#### Extract
==*==

Category Archives: 5213V-NeckTunic

5213 Again and Again

Continuing from yesterday’s post….

I had to stop and ask myself: Do I want to do an FBA on Loes Hinse patterns?  An FBA is an aggressive alteration effecting the armscye, shoulder, bust and hem. The beauty of Loes patterns is in the excellent draft and the simplicity of the design.  Her patterns show case fabrics. So I asked myself where was I going with this idea, especially as pertains to 5213?  My issues are the diagonal lines that extend from bust point to high hip which are mirrored on the back; and the rising front hem. I’ve also noted a tendency for the front to appear flounced probably as a result of adding the center front wedges when trying to add center front length.

It is imperative to me that the hem be even, unless the design specifically includes an asymmetrical or multi-length pieces which can be quite beautiful. But my run-of-the mill tops usually have a hem that is even from back, across side and front. That’s how this pattern and all my Loes Hinse patterns are drafted.   I need to even the hem.  

I need to eliminate the flounced front.  Again, there are designs that specially include this feature but none of my Loes Hinse patterns are so drafted. I don’t want my fitting changes to cause it.

==*==

Detection annotation records:

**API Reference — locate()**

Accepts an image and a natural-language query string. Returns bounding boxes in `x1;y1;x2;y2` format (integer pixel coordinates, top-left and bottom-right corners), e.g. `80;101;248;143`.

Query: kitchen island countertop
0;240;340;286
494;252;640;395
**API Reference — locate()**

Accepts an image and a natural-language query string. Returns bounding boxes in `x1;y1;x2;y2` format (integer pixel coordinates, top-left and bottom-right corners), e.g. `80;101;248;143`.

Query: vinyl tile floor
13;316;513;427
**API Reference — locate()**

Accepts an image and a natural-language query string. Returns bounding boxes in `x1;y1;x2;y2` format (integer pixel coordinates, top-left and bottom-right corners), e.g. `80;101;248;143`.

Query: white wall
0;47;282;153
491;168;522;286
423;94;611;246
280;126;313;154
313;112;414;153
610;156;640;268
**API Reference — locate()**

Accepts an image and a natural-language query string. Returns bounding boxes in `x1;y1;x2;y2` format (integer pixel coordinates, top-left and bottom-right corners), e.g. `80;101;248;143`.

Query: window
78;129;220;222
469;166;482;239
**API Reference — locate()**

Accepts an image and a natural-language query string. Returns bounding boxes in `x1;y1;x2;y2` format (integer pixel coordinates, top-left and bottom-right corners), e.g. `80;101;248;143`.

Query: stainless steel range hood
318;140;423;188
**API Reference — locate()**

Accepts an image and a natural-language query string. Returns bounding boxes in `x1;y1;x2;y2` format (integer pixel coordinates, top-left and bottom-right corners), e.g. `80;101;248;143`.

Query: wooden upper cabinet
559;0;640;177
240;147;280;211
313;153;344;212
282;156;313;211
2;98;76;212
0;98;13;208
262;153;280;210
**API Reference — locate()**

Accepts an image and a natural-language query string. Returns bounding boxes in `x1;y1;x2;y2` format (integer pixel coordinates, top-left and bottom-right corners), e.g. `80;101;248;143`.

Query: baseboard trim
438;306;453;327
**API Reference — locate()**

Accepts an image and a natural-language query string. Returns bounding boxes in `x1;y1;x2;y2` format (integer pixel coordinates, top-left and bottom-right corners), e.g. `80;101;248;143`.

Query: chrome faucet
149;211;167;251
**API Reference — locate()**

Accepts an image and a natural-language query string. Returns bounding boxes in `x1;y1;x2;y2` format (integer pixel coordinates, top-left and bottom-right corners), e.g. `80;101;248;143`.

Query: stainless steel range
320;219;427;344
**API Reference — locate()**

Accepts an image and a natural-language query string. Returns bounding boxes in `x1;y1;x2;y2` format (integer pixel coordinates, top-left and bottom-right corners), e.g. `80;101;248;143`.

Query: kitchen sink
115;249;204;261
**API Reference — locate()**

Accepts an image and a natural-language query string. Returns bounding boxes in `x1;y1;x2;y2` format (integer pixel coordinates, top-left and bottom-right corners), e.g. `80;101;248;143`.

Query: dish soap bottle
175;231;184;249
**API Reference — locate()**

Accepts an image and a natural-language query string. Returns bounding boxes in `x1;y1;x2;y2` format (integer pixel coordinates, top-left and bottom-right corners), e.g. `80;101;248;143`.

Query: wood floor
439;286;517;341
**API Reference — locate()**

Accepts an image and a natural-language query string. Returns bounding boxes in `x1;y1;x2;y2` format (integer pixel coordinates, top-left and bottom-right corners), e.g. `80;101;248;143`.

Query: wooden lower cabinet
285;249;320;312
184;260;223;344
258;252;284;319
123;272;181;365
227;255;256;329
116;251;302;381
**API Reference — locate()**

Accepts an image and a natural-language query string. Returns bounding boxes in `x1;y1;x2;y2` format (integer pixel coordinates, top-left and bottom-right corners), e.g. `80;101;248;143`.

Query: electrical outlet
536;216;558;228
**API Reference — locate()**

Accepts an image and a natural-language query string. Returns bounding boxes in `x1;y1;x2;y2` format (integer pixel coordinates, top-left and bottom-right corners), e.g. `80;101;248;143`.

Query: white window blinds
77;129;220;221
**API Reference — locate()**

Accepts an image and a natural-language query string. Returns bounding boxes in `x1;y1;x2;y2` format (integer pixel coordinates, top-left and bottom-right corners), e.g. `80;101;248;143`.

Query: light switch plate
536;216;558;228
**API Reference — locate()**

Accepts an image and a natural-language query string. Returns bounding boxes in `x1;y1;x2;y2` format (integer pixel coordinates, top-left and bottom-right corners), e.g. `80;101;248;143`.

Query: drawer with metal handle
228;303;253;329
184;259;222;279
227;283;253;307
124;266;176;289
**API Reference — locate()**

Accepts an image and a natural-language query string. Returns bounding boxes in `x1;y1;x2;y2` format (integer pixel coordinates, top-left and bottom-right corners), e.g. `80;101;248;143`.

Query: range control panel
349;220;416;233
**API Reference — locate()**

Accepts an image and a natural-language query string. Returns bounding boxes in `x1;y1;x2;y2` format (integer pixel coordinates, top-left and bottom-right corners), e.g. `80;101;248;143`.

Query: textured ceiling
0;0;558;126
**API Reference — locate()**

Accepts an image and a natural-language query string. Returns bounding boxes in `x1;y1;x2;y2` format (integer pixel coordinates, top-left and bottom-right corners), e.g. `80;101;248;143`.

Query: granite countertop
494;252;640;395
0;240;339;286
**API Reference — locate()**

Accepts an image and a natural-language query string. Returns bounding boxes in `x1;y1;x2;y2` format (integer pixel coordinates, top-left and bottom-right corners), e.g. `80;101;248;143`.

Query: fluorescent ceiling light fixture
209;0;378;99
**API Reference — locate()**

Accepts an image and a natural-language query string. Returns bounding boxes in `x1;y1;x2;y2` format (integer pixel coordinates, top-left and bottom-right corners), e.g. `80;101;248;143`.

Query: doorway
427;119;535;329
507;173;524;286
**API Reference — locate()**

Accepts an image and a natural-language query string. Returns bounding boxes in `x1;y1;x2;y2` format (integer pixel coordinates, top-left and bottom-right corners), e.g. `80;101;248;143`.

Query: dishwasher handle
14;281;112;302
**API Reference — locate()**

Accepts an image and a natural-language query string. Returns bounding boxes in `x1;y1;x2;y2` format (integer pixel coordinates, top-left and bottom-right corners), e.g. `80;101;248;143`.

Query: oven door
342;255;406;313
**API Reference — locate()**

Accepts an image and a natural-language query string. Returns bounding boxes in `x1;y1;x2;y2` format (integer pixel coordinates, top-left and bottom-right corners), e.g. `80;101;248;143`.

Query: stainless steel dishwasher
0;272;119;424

==*==

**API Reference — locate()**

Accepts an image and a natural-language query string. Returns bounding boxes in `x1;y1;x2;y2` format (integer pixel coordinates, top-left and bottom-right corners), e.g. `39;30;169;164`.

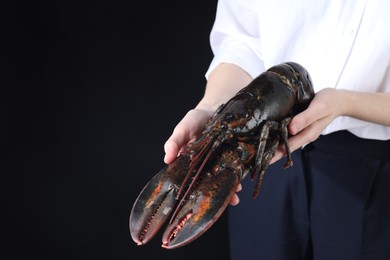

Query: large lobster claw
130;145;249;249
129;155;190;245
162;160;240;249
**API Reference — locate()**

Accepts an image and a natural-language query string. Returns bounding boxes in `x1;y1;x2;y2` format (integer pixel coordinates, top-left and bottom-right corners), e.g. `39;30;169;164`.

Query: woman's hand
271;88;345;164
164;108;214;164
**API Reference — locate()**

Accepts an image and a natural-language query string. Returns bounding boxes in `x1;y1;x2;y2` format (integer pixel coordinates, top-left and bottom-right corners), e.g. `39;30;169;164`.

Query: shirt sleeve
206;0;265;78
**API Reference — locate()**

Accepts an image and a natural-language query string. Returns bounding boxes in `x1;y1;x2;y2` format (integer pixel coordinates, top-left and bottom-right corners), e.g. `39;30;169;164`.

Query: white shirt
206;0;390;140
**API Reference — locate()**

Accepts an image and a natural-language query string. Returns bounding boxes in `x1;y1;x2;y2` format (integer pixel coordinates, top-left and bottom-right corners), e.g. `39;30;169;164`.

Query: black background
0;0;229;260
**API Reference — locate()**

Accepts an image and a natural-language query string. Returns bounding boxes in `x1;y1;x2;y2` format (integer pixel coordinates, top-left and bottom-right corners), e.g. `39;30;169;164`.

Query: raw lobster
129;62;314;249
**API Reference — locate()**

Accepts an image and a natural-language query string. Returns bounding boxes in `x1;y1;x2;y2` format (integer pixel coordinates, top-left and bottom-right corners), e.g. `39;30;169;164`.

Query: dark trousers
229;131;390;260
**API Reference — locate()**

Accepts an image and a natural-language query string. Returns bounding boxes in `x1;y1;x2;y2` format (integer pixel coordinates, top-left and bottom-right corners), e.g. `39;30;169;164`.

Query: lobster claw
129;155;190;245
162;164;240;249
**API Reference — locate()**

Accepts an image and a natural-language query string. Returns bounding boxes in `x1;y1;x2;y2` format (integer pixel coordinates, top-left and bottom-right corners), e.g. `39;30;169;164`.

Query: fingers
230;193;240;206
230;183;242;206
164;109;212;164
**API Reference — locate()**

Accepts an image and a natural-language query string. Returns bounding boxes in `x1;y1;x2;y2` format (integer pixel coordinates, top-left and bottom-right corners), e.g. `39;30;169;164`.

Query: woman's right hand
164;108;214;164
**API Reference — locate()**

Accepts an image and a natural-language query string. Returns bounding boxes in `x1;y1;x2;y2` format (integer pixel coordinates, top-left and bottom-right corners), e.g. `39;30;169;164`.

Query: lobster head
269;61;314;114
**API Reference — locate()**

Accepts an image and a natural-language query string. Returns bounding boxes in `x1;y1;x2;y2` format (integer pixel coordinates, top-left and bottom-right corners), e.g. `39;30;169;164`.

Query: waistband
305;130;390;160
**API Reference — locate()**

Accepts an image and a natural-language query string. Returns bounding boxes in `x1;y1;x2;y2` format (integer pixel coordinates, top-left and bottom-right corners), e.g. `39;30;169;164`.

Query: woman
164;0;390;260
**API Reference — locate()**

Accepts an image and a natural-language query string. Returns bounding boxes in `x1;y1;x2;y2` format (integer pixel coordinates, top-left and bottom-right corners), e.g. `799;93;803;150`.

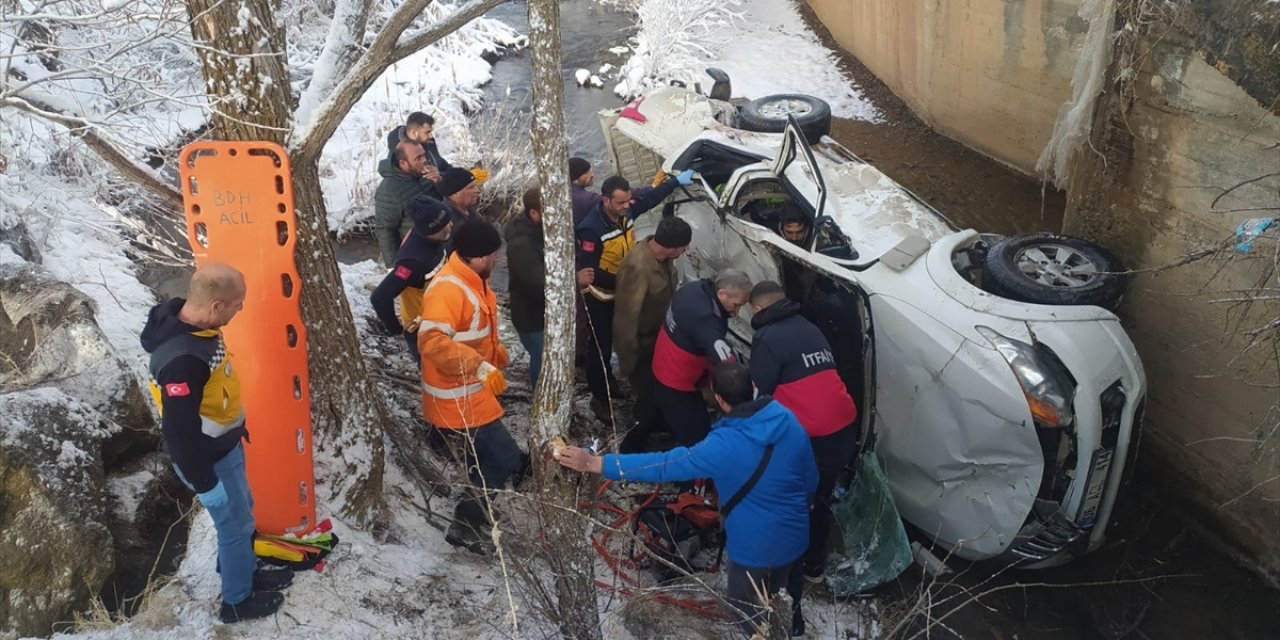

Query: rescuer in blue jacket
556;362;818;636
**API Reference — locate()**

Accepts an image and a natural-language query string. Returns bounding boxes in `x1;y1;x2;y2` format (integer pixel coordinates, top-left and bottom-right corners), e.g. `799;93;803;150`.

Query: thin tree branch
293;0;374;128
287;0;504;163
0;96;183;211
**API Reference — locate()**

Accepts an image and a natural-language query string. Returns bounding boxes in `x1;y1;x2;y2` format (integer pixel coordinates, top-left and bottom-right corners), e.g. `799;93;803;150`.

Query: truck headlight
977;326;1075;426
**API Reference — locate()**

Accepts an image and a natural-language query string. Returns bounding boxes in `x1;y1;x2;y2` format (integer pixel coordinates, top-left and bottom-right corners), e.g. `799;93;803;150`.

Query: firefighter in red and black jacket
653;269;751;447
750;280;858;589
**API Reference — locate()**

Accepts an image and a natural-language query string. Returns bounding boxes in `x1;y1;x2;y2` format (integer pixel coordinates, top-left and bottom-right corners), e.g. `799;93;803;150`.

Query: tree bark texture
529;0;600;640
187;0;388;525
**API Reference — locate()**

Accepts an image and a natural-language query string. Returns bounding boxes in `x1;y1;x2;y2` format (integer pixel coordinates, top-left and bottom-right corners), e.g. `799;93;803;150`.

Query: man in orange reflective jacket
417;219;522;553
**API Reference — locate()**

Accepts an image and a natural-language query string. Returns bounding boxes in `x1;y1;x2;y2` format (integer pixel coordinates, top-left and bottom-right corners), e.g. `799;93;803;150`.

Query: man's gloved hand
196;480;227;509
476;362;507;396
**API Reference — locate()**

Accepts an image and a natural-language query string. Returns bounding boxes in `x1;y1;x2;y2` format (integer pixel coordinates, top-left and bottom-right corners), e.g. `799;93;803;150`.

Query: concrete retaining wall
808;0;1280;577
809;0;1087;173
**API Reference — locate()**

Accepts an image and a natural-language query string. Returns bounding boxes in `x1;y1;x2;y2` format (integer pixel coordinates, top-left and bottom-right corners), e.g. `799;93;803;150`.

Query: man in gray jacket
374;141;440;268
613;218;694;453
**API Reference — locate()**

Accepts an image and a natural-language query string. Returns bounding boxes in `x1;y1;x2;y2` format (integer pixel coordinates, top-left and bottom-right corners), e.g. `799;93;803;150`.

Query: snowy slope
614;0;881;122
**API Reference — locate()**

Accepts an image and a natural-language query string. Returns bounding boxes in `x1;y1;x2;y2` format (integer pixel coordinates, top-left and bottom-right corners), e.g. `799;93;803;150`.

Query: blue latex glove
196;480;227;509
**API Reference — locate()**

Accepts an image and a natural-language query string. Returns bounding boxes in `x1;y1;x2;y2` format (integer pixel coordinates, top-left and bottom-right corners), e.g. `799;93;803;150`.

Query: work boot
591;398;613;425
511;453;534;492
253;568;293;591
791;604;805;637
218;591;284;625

==*==

#### Instructions
**a.** Decide whether each statement below agrees with the post about fitting pattern 5213. Answer yes or no for each, and quote the words of the post that settle it. (i) The writer describes an FBA as an alteration that affects the armscye, shoulder, bust and hem. (ii) Some of the writer's Loes Hinse patterns are drafted with a flounced front. (iii) The diagonal lines from bust point to high hip appear on the front only.
**b.** Resume the post about fitting pattern 5213, picking up right after its final sentence.

#### Written responses
**a.**
(i) Yes: "An FBA is an aggressive alteration effecting the armscye, shoulder, bust and hem."
(ii) No: "none of my Loes Hinse patterns are so drafted."
(iii) No: "which are mirrored on the back"

**b.**
I’m not really annoyed with the diagonal lines in front.  I’ve always thought of myself as anemic in that area.  Usually I am unreasonably pleased that my clothing might indicate  some padding about there. Because the diagonal drag lines are classic indicators of insufficient room in the chest area, I’ve assumed that I needed to increase the ease. That may not be true.  I have several blouse patterns on which the diagonals do not occur. They are all darted bodices.  I’ve even read that you can’t eliminate these diagonals unless a dart is taken on the side seam. The boob bump helps, but even having 7″ too much ease  which included a boob bump, did not eliminate the diagonal lines. Did not even reduce the number or depth of the diagonal lines.  I’m beginning to think that altering the bust may not be the solution at all; or that people who say a dart has to be added and sewn are correct.

So with these things in mind I started a new 5213. I’m using an ITY fabric, yet again, which also measure 50% stretch.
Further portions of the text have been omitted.